> _What to work on_
1/ What current price does the stock chart article give for FMG?
2/ Reproduce word for word the part of the stock chart article starting with "It can sound" and going on through "or log (logarithmic).".
3/ Which distinct dollar amounts written with a dollar sign appear in the stock chart article? List each one once.

> _Reading passage_
Using Stock Charts for Technical Trading: Linear versus Log Scales

It can sound quite fancy when someone says they’re using a ‘log scale‘ on a chart. Most people probably scratch their heads at the term. But in actual fact it’s a pretty simple concept.

Generally speaking there are two scales for charting – normal (linear) or log (logarithmic).

Let me explain the difference as this is an important concept for new technical traders to understand.

Imagine a stock that goes from $1.00 to $100.00 over a number of years. When the price initially goes up to $2.00 it’s a 100% gain in the stock price. But when the stock price goes from $99.00 to $100.00 it’s still a $1.00 price move, but in percentage terms is has only gone 1% higher.

So the same $1.00 move has caused a 100% gain in one instance and a 1% gain in another instance, depending on the stock’s starting price.

On a normal chart with each dollar separated by the same distance, you wouldn’t gain a sense of the percentage moves in the price over time. See the long term price chart of Fortescue Metals [ASX: FMG] as an example.

First using the normal (linear) scale for the price:

Fortescue Metals Group – Normal Scale

Technical trading
Click to enlarge

 

Now using a log scale for the price:

Fortescue Metals Group – Log Scale

Technical trading
Click to enlarge

 

Both of these stock charts are of the same thing. They show the huge rise in FMG since 2002 from a penny dreadful at 1c to its current price at $5.35.

> _Recorded information_

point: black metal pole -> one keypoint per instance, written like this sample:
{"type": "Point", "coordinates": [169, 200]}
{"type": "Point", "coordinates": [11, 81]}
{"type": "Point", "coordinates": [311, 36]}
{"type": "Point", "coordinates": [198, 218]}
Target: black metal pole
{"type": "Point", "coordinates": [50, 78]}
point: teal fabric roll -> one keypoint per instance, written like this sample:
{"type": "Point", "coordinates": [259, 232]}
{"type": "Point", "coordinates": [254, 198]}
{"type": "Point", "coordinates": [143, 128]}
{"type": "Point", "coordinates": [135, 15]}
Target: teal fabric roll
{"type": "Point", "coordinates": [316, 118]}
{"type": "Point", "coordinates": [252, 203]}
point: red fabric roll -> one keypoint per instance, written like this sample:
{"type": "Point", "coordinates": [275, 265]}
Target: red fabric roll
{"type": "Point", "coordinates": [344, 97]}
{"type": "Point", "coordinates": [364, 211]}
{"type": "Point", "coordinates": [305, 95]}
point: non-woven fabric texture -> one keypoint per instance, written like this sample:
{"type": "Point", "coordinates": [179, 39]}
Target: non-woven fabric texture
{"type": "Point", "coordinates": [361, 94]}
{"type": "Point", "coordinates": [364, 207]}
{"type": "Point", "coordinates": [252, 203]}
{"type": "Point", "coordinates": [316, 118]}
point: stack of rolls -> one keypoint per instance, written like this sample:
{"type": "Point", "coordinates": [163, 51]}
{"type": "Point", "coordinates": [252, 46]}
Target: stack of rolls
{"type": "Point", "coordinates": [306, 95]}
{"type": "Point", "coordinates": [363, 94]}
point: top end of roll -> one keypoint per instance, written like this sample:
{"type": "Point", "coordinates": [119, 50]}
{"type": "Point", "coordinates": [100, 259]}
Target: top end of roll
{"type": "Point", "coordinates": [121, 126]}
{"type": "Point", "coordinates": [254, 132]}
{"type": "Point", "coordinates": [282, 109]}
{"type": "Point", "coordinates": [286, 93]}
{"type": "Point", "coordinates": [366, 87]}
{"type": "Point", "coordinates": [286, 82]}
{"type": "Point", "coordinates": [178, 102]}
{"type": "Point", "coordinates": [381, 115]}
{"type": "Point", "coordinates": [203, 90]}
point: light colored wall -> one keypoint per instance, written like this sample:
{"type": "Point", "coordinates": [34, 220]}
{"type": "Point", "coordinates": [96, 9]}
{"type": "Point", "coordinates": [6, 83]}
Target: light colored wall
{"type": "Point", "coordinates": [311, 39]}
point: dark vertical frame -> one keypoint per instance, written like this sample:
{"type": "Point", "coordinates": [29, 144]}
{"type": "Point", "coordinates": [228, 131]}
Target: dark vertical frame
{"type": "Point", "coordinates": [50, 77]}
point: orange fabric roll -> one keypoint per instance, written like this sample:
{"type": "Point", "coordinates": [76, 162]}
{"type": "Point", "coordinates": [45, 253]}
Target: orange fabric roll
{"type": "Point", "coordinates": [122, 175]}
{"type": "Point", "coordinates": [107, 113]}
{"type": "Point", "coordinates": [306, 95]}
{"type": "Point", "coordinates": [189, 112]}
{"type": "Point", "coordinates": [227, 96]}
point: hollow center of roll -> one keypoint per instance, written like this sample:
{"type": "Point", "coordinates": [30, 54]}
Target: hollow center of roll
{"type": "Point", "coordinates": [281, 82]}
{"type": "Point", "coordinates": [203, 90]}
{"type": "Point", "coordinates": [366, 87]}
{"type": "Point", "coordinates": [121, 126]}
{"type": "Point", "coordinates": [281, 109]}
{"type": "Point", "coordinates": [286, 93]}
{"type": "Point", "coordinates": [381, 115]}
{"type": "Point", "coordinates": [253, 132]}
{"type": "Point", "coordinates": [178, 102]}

> _Exercise solutions_
1/ $5.35

2/
It can sound quite fancy when someone says they’re using a ‘log scale‘ on a chart. Most people probably scratch their heads at the term. But in actual fact it’s a pretty simple concept.

Generally speaking there are two scales for charting – normal (linear) or log (logarithmic).

3/ $1.00, $100.00, $2.00, $99.00, $5.35